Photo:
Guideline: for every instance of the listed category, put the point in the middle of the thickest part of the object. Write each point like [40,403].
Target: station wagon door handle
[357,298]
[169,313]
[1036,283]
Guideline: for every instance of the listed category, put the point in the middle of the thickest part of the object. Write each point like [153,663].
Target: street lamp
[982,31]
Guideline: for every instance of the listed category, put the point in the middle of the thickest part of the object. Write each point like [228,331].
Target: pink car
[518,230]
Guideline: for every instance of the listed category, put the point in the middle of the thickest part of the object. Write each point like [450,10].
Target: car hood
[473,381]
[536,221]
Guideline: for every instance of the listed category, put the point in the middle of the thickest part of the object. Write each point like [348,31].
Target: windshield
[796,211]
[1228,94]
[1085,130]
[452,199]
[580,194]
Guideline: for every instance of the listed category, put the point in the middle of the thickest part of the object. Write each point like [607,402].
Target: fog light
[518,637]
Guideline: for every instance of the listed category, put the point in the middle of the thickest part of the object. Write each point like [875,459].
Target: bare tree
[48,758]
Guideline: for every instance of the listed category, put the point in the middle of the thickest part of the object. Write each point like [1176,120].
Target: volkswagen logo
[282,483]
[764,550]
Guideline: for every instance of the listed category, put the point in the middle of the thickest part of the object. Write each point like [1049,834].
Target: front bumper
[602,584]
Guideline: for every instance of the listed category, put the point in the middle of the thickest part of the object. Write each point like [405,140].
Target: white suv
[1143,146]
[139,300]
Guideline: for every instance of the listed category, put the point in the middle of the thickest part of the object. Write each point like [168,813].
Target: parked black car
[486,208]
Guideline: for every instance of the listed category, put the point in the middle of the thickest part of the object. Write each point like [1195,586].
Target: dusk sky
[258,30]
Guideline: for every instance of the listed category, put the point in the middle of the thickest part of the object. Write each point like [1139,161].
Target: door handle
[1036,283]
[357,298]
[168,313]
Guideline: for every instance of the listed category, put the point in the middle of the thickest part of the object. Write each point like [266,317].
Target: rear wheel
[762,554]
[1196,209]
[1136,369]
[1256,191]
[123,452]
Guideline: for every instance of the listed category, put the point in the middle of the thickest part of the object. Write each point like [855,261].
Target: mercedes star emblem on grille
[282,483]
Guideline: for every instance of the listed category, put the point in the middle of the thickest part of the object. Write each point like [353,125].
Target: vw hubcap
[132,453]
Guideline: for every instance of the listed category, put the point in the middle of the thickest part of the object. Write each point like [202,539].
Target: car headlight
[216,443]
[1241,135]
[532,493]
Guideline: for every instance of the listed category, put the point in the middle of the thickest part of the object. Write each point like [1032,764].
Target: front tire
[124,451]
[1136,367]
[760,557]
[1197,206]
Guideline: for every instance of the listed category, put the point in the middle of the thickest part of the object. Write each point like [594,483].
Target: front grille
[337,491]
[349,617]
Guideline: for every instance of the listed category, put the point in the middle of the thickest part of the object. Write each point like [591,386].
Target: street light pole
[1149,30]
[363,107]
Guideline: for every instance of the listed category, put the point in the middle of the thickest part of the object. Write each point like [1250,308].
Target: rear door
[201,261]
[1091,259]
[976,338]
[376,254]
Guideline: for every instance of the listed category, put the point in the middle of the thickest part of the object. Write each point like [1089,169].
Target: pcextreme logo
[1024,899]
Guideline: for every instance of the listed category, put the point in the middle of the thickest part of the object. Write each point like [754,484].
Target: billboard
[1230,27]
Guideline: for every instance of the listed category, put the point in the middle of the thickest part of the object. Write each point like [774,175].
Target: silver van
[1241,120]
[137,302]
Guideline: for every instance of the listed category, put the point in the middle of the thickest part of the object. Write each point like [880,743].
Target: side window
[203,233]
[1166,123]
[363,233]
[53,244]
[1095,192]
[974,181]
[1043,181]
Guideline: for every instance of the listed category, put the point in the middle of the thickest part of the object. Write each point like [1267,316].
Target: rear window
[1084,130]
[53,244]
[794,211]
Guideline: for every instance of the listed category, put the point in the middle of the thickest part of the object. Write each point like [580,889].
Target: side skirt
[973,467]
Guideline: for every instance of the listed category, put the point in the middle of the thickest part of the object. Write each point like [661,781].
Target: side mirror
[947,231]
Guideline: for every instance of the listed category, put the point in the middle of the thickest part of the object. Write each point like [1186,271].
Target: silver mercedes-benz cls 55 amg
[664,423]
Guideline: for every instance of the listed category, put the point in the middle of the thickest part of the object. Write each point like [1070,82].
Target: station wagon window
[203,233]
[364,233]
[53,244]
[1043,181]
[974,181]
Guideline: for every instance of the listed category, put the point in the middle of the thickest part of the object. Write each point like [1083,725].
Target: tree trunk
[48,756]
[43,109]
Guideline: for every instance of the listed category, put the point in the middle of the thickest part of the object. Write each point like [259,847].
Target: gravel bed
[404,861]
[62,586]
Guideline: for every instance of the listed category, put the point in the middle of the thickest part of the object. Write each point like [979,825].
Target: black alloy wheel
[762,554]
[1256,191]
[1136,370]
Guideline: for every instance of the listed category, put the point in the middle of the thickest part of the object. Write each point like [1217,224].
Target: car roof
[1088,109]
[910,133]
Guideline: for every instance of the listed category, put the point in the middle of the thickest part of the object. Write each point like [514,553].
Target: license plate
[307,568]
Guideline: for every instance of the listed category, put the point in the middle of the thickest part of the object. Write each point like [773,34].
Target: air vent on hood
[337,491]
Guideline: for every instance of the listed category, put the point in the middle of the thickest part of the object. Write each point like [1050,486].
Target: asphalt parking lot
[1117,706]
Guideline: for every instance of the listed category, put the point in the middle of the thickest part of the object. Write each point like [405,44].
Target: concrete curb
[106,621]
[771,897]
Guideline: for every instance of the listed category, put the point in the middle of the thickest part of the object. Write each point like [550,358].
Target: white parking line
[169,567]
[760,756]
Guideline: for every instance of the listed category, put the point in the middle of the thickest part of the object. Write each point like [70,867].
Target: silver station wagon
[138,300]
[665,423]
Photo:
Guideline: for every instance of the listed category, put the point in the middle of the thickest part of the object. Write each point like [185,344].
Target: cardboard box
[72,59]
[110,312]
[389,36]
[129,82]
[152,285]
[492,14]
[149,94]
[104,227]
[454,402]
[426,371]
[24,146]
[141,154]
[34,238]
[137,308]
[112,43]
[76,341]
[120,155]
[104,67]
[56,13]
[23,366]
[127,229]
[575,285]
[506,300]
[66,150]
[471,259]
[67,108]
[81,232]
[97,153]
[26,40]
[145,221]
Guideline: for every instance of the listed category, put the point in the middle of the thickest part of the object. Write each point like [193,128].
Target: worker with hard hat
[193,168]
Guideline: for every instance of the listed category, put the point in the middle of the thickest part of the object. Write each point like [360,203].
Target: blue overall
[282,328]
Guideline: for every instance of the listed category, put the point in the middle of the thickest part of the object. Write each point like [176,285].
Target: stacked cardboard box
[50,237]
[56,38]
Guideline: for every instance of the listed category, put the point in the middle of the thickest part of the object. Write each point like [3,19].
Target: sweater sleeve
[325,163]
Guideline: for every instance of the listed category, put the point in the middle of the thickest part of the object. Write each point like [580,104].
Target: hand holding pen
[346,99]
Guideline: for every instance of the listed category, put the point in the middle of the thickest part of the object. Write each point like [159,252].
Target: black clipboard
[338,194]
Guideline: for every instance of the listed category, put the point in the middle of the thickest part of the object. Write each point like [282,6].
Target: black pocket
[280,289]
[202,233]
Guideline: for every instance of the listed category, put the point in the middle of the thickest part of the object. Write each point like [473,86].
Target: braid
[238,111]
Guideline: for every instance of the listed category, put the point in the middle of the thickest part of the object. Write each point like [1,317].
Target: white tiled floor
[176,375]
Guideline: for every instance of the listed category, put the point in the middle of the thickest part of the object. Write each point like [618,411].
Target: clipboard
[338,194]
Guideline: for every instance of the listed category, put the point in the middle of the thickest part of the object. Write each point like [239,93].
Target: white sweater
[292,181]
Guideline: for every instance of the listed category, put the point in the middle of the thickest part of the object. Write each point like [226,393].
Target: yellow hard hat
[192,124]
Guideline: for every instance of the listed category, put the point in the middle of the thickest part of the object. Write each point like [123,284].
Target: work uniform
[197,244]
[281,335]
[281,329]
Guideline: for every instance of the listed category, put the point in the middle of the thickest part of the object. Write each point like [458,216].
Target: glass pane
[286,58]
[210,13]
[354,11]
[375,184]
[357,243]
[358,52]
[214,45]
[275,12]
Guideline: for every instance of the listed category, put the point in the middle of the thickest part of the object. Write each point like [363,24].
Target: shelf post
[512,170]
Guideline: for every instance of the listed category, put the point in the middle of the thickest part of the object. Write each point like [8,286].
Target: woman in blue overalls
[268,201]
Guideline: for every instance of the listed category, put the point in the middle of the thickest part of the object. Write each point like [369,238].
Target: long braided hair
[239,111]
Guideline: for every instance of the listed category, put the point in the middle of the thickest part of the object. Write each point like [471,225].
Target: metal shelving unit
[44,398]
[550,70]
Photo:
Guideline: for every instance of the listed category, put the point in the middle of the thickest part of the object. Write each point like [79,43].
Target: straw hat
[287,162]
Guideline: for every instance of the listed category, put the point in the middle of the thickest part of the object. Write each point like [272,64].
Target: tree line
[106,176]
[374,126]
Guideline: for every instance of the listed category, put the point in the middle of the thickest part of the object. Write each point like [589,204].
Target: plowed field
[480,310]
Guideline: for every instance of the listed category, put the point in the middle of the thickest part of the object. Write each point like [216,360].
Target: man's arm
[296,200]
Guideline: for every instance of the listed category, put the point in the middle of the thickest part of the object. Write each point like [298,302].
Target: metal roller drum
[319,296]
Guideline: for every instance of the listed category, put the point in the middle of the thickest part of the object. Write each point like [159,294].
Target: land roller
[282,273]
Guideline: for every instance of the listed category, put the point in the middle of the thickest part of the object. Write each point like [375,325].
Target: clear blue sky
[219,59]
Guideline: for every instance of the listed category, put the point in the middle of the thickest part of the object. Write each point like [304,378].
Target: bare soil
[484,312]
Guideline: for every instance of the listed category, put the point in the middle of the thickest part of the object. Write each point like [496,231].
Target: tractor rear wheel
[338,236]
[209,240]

Task prompt:
Write out exactly the lines of the entries above that run from the line containing "point like [471,225]." through the last line, including both.

In response:
Guideline: for every instance of the listed category, put the point in the middle of the thickest part of the object. Write each point like [471,225].
Target: metal shelving unit
[44,398]
[550,70]
Photo:
Guideline: for every instance of the listed category, put the point in the middle of the thickest part of the object. Write each point like [79,43].
Target: straw hat
[287,162]
Guideline: for every instance of the listed category, put the point in the middle of the thickest part of the object. Write each point like [272,64].
Target: tree line
[106,176]
[374,126]
Guideline: for every instance of the listed category, put the point in the middle of the thickest part of the object. Write each point like [589,204].
Target: plowed field
[480,310]
Guideline: for every instance of the listed category, put the point in the middle of the thickest part of the object. Write each point like [216,360].
Target: man's arm
[296,200]
Guideline: for every instance of the listed category, put the point in the middle of the thickest part of the object. Write each point like [298,302].
Target: metal roller drum
[319,296]
Guideline: for every instance of the listed category, put the point in the middle of the thickest part of the object. Write each point like [159,294].
Target: land roller
[282,273]
Guideline: for every instance of the listed category, put the point in the middle of the thickest part of the object. Write each point like [375,325].
Target: clear blue sky
[219,59]
Guideline: for every instance of the listed category, put the point in the middle of the thickest part of the object. Write each point like [304,378].
Target: bare soil
[484,312]
Guideline: for every instance of the listed category, put the point in the middle of the thickest part of the object. Write each point like [496,231].
Target: tractor rear wheel
[338,236]
[209,240]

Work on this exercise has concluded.